Emit the line that holds "Can you see the rear door" and all lines following it through the end of the data, verbatim, and nothing else.

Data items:
>>>>>
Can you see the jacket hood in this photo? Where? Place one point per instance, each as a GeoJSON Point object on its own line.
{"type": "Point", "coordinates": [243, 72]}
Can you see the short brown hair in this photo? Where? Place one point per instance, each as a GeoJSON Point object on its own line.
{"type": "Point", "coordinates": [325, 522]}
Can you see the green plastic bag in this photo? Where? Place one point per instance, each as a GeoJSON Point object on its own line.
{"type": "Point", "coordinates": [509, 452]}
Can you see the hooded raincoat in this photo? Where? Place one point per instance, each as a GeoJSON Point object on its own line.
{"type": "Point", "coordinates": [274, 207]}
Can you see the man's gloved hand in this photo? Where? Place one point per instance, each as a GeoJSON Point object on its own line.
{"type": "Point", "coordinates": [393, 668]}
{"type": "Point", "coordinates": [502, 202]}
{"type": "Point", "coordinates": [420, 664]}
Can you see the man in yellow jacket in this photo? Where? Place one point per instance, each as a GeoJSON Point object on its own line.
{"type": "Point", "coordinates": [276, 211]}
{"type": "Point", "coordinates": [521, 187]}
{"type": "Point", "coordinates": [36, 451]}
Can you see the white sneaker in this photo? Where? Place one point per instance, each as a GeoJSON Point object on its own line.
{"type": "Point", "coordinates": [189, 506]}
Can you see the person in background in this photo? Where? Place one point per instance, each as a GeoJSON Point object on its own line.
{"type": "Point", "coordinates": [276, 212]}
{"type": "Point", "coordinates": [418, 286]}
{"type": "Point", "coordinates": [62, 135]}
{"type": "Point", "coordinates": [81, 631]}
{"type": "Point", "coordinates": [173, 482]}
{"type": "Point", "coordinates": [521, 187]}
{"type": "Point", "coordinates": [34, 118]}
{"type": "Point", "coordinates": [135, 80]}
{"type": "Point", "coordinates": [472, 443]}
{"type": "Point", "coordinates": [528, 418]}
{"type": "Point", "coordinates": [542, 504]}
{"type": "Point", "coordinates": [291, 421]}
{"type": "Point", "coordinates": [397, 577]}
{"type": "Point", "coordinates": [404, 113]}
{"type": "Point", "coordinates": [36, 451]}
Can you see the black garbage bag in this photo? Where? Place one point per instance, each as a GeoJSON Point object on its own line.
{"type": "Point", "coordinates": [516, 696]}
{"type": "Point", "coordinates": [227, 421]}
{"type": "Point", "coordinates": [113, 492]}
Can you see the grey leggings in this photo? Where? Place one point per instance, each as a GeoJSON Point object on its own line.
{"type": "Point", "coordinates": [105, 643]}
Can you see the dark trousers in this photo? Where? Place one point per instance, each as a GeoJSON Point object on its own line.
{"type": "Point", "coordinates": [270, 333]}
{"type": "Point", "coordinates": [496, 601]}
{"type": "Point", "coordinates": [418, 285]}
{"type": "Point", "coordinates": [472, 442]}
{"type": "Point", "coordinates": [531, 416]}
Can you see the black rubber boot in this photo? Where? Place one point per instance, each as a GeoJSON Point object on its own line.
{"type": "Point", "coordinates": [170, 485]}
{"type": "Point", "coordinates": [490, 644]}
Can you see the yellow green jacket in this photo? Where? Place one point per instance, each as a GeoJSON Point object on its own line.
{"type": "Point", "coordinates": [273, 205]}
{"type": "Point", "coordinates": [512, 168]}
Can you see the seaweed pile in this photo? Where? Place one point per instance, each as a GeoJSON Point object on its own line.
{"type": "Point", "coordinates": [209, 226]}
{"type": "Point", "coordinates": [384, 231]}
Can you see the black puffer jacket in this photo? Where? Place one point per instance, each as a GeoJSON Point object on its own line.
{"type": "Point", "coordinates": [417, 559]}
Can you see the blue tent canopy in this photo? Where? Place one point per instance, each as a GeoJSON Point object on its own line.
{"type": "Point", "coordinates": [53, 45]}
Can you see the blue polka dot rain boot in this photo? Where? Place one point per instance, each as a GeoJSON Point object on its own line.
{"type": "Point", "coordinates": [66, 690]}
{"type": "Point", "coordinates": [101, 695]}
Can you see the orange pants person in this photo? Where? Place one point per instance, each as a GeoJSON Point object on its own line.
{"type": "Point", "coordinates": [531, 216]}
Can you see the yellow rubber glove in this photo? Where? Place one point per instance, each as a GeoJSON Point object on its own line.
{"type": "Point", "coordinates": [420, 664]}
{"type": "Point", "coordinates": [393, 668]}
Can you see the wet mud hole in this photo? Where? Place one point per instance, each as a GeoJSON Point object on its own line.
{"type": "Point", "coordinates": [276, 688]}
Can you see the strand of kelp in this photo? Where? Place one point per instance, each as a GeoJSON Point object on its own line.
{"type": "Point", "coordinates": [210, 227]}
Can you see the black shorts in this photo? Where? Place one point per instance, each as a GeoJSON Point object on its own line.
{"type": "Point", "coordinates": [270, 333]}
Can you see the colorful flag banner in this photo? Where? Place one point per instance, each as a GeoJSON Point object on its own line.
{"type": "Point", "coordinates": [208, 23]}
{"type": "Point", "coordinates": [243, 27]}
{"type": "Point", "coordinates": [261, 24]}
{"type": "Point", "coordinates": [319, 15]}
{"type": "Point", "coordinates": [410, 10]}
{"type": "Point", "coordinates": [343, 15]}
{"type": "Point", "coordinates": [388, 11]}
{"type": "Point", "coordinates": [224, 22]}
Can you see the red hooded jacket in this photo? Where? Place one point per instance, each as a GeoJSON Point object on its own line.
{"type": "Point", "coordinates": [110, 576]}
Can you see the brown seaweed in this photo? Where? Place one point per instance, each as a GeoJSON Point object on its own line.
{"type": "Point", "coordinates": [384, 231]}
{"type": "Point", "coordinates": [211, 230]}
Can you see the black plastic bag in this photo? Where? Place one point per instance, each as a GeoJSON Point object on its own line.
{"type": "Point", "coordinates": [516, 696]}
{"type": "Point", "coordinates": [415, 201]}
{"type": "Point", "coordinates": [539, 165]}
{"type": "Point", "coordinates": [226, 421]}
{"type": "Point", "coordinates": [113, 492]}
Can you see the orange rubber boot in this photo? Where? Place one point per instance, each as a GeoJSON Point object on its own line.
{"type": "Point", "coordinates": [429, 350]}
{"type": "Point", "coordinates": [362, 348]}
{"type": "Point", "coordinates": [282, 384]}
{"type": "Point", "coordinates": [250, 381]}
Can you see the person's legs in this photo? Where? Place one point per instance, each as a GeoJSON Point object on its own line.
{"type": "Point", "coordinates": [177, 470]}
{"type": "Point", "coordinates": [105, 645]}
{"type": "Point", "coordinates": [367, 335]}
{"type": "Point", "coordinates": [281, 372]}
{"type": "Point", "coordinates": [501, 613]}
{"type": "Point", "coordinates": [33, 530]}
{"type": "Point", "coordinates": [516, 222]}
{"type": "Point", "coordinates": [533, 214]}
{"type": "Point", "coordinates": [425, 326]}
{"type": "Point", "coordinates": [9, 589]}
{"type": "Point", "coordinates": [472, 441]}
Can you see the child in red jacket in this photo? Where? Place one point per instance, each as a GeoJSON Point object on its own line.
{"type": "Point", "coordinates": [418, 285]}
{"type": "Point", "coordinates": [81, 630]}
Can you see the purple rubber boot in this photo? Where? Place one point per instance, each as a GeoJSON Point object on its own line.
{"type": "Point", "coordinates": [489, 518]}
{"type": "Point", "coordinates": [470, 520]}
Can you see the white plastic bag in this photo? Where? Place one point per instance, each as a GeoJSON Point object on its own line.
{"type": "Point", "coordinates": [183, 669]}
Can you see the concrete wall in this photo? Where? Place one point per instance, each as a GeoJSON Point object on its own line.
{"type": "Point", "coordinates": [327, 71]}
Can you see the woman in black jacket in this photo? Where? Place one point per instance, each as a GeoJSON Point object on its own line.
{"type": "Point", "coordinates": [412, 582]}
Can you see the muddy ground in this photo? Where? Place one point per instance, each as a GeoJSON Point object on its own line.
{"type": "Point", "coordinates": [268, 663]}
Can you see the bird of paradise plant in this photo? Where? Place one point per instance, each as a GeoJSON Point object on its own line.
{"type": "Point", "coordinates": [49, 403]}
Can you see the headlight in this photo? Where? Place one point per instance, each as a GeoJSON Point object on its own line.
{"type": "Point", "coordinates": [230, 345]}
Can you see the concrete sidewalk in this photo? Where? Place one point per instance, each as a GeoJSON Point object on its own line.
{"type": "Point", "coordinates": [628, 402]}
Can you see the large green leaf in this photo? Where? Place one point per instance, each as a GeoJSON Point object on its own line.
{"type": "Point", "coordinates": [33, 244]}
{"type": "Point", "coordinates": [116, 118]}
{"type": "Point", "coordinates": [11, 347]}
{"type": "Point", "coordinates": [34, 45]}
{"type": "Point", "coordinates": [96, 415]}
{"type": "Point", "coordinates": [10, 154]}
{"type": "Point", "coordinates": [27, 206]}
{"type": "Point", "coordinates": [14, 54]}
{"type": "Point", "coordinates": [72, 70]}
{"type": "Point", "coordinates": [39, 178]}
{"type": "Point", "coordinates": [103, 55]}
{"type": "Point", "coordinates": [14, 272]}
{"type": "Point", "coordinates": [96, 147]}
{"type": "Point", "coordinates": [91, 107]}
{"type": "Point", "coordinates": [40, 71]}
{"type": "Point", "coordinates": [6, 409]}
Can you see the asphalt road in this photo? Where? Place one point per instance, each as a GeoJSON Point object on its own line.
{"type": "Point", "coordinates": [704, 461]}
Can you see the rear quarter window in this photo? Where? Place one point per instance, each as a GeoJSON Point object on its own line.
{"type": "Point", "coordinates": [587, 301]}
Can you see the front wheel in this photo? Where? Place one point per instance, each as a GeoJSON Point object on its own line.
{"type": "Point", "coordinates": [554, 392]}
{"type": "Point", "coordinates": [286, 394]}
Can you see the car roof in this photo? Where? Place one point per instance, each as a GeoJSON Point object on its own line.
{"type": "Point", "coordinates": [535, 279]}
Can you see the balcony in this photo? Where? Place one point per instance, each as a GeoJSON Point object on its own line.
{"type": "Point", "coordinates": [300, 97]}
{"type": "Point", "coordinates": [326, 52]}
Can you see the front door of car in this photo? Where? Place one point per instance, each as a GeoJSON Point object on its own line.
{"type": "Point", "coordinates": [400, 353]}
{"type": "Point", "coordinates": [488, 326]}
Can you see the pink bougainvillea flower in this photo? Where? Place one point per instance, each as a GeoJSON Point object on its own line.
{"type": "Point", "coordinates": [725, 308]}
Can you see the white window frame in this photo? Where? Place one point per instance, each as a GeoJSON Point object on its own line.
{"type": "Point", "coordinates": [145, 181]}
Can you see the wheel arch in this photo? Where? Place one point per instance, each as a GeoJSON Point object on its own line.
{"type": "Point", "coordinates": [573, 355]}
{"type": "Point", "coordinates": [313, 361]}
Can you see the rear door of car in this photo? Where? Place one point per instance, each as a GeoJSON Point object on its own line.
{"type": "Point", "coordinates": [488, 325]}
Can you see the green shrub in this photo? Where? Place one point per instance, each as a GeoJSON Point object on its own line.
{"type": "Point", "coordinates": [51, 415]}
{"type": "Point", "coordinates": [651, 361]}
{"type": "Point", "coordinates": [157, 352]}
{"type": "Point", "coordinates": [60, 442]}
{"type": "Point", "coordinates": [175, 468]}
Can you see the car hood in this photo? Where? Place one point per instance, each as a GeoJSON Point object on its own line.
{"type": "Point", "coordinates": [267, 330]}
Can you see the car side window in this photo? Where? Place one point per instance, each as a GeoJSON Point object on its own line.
<<<<<
TASK RESULT:
Can you see the rear door of car in this photo? Where? Place one point per instance, each as a GeoJSON Point object on its own line.
{"type": "Point", "coordinates": [488, 325]}
Can you see the green shrub in this photo? Where? Place one point per instance, each as a GeoJSON Point object on its own line.
{"type": "Point", "coordinates": [51, 415]}
{"type": "Point", "coordinates": [651, 361]}
{"type": "Point", "coordinates": [157, 352]}
{"type": "Point", "coordinates": [60, 442]}
{"type": "Point", "coordinates": [175, 468]}
Can you see the car hood in this photo? Where? Place one point per instance, each as a GeoJSON Point object on its own line.
{"type": "Point", "coordinates": [267, 330]}
Can you see the car side window in this photo? Where? Place one point per instance, each as a GeoJSON Point object on its own line.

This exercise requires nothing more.